**Available records**
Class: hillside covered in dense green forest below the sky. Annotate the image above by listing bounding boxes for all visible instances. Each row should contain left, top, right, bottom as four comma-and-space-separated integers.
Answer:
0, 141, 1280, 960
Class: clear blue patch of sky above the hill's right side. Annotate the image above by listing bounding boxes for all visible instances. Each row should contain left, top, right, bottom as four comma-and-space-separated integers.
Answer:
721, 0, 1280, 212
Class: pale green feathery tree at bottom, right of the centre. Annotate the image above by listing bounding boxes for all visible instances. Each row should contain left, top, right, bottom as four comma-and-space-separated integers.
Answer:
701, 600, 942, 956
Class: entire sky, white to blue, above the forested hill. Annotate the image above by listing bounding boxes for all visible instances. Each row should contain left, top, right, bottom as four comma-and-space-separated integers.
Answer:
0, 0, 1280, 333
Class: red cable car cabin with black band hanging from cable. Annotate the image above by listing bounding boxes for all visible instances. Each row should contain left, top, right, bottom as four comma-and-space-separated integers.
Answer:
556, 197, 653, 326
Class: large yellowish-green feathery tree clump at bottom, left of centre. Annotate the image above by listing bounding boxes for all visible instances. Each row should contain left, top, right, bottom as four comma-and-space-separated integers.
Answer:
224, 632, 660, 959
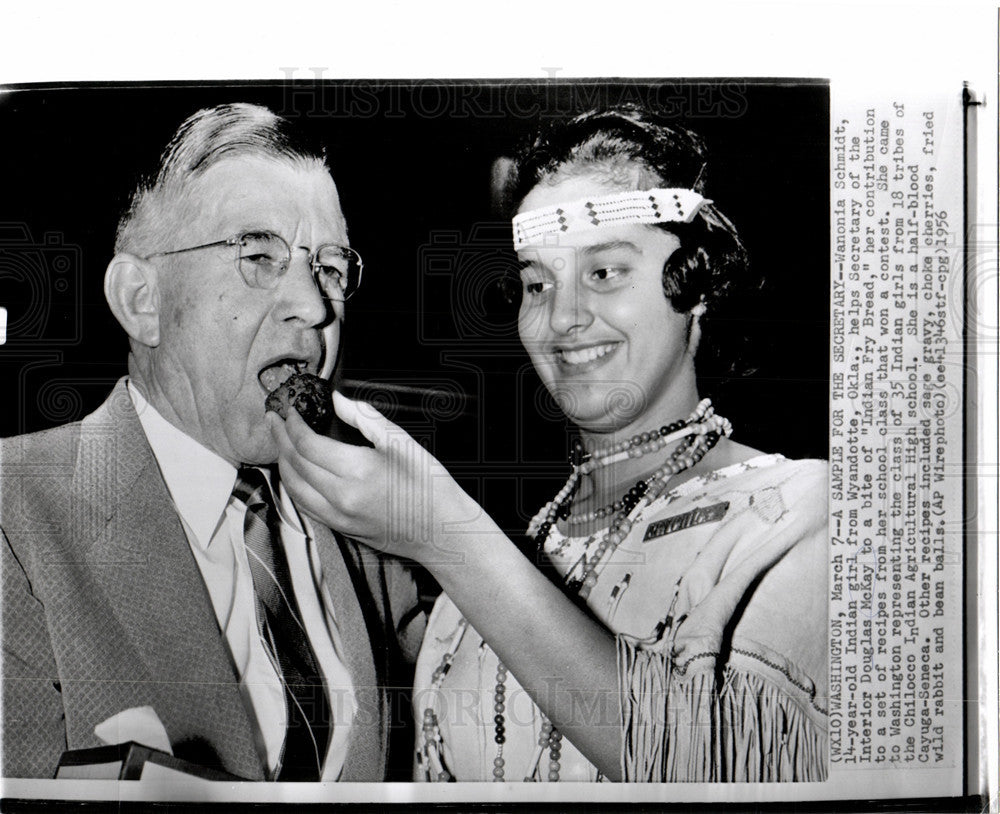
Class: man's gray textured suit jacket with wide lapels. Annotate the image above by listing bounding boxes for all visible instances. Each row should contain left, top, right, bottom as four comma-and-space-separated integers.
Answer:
0, 380, 421, 780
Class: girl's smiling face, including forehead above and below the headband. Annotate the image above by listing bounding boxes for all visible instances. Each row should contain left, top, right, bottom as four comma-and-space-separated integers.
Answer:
518, 175, 697, 433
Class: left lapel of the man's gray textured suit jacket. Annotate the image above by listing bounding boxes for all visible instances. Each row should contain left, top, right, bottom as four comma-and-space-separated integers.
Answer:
79, 382, 263, 779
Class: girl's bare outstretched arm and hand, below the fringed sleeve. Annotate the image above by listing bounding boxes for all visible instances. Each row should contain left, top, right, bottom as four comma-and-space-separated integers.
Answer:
268, 394, 622, 780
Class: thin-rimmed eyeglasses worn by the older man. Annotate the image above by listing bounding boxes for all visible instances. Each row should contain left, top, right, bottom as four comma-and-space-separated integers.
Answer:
143, 232, 364, 302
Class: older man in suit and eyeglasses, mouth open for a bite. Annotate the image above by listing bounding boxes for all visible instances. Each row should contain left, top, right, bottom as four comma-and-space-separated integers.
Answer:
0, 105, 420, 780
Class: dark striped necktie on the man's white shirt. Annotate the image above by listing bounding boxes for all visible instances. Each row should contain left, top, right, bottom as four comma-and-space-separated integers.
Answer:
233, 467, 332, 781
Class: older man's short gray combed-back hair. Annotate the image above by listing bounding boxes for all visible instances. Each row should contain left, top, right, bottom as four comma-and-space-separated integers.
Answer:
115, 103, 328, 255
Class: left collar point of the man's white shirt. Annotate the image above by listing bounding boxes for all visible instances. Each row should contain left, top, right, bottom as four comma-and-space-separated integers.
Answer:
128, 381, 236, 548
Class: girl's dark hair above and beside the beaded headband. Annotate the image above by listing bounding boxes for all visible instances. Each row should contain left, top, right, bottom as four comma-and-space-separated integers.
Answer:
504, 105, 762, 391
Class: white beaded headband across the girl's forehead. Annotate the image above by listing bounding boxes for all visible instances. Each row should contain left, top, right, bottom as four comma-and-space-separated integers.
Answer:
513, 189, 712, 251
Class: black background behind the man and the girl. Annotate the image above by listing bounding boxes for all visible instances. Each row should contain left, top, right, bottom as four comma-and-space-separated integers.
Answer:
0, 80, 829, 533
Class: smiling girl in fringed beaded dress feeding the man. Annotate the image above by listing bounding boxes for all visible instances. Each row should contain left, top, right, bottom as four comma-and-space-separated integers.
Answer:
274, 108, 828, 782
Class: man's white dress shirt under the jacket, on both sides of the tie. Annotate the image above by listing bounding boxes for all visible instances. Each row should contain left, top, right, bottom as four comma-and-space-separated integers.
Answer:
128, 382, 357, 780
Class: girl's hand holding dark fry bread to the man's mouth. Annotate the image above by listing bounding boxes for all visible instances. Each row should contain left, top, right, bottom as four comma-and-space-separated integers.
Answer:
266, 392, 482, 564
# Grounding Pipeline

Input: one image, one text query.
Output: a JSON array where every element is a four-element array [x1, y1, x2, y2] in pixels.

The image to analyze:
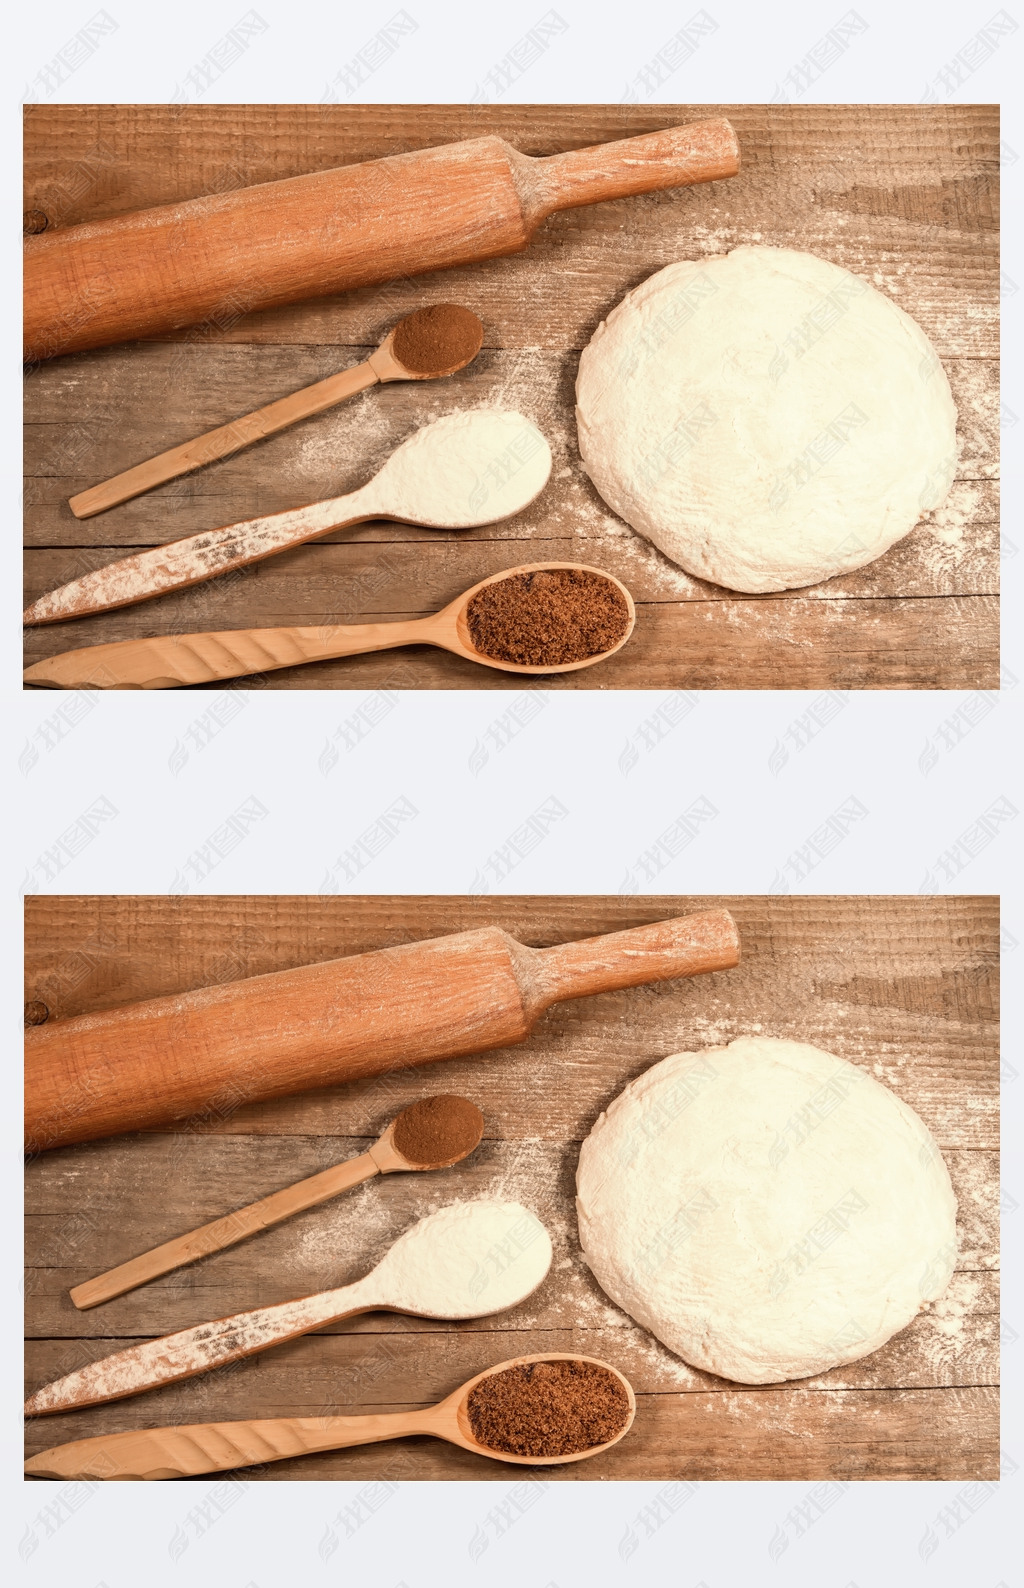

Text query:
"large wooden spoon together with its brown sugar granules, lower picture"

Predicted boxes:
[[25, 1351, 637, 1480]]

**To do**
Only the lines from the one containing "The image to" through the end of the listing above should be reproduced, exactly as they stand. Leave the pictures out.

**Result of the exercise**
The image to analyze:

Text query:
"large wooden spoon together with its brown sugar granules, lower picture"

Predicted boxes:
[[25, 1351, 637, 1480]]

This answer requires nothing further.